Coordinate labeling data ▸
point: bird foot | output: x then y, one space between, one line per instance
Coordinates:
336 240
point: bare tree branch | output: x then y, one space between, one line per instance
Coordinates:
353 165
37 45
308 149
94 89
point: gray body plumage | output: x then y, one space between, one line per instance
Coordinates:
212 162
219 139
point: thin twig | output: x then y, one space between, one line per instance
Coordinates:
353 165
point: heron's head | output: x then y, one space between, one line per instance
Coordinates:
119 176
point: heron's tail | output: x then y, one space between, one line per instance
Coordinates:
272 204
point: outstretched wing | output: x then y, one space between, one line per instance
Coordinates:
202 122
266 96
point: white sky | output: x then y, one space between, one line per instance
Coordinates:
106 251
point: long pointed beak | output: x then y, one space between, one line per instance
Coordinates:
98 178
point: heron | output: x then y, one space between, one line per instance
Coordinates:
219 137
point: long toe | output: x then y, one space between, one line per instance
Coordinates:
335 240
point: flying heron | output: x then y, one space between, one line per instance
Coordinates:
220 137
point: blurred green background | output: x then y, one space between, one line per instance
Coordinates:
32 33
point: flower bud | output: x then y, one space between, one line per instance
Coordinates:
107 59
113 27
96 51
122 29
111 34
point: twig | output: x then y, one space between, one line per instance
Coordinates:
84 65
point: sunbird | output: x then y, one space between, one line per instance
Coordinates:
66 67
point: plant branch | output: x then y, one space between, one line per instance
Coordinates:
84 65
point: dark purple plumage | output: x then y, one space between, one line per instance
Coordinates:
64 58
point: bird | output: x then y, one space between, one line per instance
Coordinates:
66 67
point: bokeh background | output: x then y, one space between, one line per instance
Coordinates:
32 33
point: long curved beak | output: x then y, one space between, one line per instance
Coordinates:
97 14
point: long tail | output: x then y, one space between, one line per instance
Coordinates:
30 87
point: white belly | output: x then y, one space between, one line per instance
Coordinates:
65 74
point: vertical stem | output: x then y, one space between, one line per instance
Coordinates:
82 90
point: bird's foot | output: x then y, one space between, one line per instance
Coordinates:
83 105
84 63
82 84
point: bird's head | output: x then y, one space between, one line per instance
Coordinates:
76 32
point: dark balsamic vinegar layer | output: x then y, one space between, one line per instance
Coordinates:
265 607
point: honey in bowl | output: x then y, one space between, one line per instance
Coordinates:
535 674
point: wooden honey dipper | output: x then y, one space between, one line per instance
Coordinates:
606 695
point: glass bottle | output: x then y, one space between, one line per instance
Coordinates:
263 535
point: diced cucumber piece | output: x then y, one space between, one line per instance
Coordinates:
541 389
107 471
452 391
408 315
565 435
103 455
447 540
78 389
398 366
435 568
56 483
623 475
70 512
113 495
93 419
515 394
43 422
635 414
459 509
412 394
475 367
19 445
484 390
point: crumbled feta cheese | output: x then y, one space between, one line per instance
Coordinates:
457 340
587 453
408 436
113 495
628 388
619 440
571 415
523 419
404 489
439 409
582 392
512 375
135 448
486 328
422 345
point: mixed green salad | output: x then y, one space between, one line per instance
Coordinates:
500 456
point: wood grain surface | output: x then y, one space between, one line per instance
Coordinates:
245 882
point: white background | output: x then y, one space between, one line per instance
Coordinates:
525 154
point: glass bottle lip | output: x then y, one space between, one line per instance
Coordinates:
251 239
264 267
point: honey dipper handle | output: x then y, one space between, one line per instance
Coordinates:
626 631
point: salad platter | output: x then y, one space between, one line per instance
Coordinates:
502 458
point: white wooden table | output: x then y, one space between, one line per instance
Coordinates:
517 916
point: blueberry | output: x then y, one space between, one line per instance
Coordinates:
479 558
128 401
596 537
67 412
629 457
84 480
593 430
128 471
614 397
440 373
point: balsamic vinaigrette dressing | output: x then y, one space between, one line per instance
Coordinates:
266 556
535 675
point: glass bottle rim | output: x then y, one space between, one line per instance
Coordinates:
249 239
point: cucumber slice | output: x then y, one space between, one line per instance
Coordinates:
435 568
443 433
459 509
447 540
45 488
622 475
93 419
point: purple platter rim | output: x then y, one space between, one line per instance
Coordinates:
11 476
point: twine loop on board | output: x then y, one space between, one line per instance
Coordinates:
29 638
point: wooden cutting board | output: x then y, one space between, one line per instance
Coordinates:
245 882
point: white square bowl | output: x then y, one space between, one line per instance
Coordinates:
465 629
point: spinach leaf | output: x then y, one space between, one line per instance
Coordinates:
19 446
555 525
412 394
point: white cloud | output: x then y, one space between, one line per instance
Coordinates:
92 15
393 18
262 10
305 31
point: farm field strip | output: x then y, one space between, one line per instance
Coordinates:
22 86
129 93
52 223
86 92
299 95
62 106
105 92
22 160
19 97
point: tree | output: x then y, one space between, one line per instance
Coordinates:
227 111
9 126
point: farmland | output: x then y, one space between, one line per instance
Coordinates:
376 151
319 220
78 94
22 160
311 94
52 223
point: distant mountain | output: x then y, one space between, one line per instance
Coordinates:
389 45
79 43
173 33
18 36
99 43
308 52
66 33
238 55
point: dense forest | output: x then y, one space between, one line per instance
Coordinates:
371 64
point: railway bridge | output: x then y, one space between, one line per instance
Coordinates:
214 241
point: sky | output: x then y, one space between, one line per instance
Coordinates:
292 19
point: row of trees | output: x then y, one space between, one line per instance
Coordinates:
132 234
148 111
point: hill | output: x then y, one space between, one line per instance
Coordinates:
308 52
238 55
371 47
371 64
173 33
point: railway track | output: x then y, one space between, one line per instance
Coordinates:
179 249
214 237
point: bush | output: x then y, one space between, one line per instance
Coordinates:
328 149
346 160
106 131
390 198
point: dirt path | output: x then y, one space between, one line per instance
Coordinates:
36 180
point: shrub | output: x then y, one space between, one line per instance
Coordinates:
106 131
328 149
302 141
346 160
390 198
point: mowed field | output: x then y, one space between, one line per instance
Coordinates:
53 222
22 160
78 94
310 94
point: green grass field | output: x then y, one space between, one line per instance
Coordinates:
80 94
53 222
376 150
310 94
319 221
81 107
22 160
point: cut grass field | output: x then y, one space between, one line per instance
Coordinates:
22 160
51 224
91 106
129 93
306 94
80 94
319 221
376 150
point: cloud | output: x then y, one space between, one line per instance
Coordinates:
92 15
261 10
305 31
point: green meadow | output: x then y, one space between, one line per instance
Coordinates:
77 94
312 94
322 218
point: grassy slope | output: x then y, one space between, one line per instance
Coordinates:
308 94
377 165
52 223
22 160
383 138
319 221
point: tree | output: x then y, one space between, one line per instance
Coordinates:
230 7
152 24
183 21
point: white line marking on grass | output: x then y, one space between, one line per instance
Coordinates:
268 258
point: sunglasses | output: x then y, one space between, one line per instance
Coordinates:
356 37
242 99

WHAT THE TASK ASKS ▸ Reproduce every one of the records above, unchanged and in the same order.

THE SOLUTION ▸
point: bird foot | output: x then y, one space between, one line per instance
Coordinates:
336 240
point: bare tree branch | output: x then y, one space between, one line per instance
Coordinates:
353 165
37 45
308 149
94 89
point: gray body plumage | output: x then y, one space between, one line per instance
Coordinates:
212 162
219 139
point: thin twig | output: x then y, one space between, one line per instance
Coordinates:
353 165
point: heron's head | output: x then y, one space between, one line per instance
Coordinates:
119 176
point: heron's tail | output: x then y, one space between, one line per instance
Coordinates:
272 204
point: outstretched wing | output: x then y, one space between, one line per instance
Coordinates:
202 122
266 96
point: white sky | output: x then y, one space between, one line per instance
Coordinates:
106 251
point: long pointed beak | output: x then y, one space between, one line per instance
Coordinates:
98 178
point: heron | output: x then y, one space between, one line per instance
Coordinates:
219 137
point: long toe | output: x then y, one space between, one line per instance
Coordinates:
335 240
point: flying heron | output: x then y, one space between, one line per instance
Coordinates:
220 137
point: blurred green background | output: x then y, one space between, one line per instance
Coordinates:
32 33
point: flower bud | output: x then y, one space between, one line per instance
Coordinates:
107 59
113 27
96 51
122 29
111 34
point: twig | output: x then y, one space between, one line per instance
Coordinates:
84 65
point: sunbird | output: x then y, one space between, one line per instance
Coordinates:
66 67
point: plant branch | output: x then y, one space between, one line per instance
Coordinates:
84 65
point: dark purple plumage | output: x then y, one space between, one line per instance
Coordinates:
64 58
point: bird | output: x then y, one space between, one line per instance
Coordinates:
66 67
point: bokeh background | output: x then y, one space between, one line per instance
Coordinates:
32 33
point: long curved beak | output: x then y, one space between, one line per instance
Coordinates:
97 14
point: long tail | output: x then y, one space between, one line per instance
Coordinates:
30 87
point: white belly | output: x then y, one space between, one line per instance
Coordinates:
65 74
point: vertical stem | output: x then y, one space between, one line per instance
Coordinates:
82 90
point: bird's foot | output: x then y, one space between, one line per instance
Coordinates:
83 105
84 63
82 84
point: bird's head | output: x then y, one space between, one line per instance
Coordinates:
76 32
point: dark balsamic vinegar layer | output: x then y, one space between, one line per instance
Coordinates:
265 607
point: honey in bowl | output: x then y, one space between, one line per instance
Coordinates:
535 674
point: wooden honey dipper | output: x then y, one space between, one line per instance
Coordinates:
606 695
point: glass bottle | output: x then y, one space between, one line per instance
Coordinates:
263 535
point: diced cucumber piece | output: x then y, one space between, one line per instance
Coordinates:
541 389
107 471
452 391
408 315
565 435
103 455
447 540
78 389
398 366
435 568
56 483
623 475
70 512
113 495
93 419
515 394
43 422
635 414
459 509
412 394
475 367
19 445
484 390
point: crumbled feta cheese | output: x then y, one space between, one line per instance
Coordinates:
457 340
587 453
408 436
113 495
628 388
619 440
571 415
523 419
404 489
439 409
582 392
512 375
135 448
486 328
422 345
point: mixed green salad | output: x then y, one space between, one line per instance
Coordinates:
500 456
point: wood grain surface | output: x then y, one space between, one line per instance
Coordinates:
245 882
point: white background | output: x then y, one space between, one line per instance
Coordinates:
525 154
point: glass bottle lip | output: x then y, one space between, one line per instance
Coordinates:
251 239
264 267
point: honey dipper handle | output: x then y, one space between, one line per instance
Coordinates:
626 631
point: salad platter | output: x then y, one space between, one line per instance
Coordinates:
502 458
point: white wooden table | output: x then y, one space between, one line per instance
Coordinates:
517 916
point: blueberry | output: x then y, one space between, one line per instance
Coordinates:
479 558
128 401
596 537
67 412
629 457
84 480
593 430
128 471
614 397
440 373
point: balsamic vinaigrette dressing | output: x then y, one space between, one line per instance
Coordinates:
266 556
535 675
point: glass bottle rim | output: x then y, one space between, one line per instance
Coordinates:
249 239
point: cucumber slice | output: x then y, one space between, one line per instance
Coordinates:
435 568
443 433
459 509
447 540
45 488
622 475
93 419
point: purple platter rim | output: x then y, one space between, one line per instance
Coordinates:
11 476
point: twine loop on board | output: x then y, one space between, one line per instance
Coordinates:
29 638
point: wooden cutting board | output: x then y, one space between, one line per instance
Coordinates:
245 882
point: white square bowl | output: x then y, one space between, one line per instance
Coordinates:
465 629
point: spinach leaf | output: x then y, one space between, one line per instance
Coordinates:
19 446
555 525
412 394
point: white cloud | output: x then y, one space between, one line per instance
Coordinates:
92 15
393 18
262 10
305 31
point: farm field strip | output: x then y, one space between, one line per instance
Coordinates:
22 86
129 93
52 223
86 92
299 95
62 106
105 92
22 160
19 97
point: tree | output: x then y, one space between, one line per instance
Coordinates:
227 111
9 126
point: farmland | output: x then y, one space between, one line per instance
Coordinates:
376 151
319 220
78 94
22 160
311 94
52 223
point: distant mountain | output: x then y, one space between, one line per instance
Coordinates:
389 45
79 43
173 33
18 36
99 43
308 52
66 33
238 55
point: dense forest | output: x then y, one space between, one line per instance
Coordinates:
371 64
point: railway bridge | output: x then y, one space between, one line per instance
Coordinates:
214 241
point: sky | output: x then y, one space between, one line per instance
Coordinates:
292 19
point: row of trees | output: x then y, one space between, one line per instance
Coordinates:
132 234
148 111
point: hill | output: x then y, one space between, one line per instance
Coordinates:
308 52
238 55
371 47
371 64
173 33
point: railway track | output: x then y, one space between, one line per instance
Coordinates:
179 249
214 237
point: bush | output: x then y, one space between, one line per instance
Coordinates:
328 149
346 160
106 131
390 198
point: dirt path | output: x then y, one space between, one line per instance
Coordinates:
36 180
point: shrub | output: x then y, one space between, one line per instance
Coordinates:
106 131
328 149
302 141
346 160
390 198
point: mowed field | output: x then y, one space between, one line per instance
Coordinates:
53 222
22 160
78 94
310 94
point: green grass field | output: x then y, one space between, one line per instance
Coordinates:
80 94
53 222
376 150
310 94
319 221
81 107
22 160
point: cut grass field | output: x then y, one space between, one line per instance
Coordinates:
22 160
51 224
91 106
129 93
306 94
80 94
319 221
376 150
point: cloud | output: x then y, one space between, one line per instance
Coordinates:
92 15
261 10
305 31
point: green meadow | output: x then y, one space between, one line per instance
Coordinates:
77 94
312 94
322 218
point: grassy slope | output: x then y, one space between, one line per instance
Coordinates:
308 94
377 165
52 223
22 160
383 138
319 221
point: tree | output: x then y, one space between, one line per instance
Coordinates:
230 7
152 24
183 21
point: white line marking on grass | output: x then y, one space between, one line per instance
Coordinates:
268 258
point: sunglasses | output: x then y, one space between, one line per instance
Coordinates:
356 37
242 99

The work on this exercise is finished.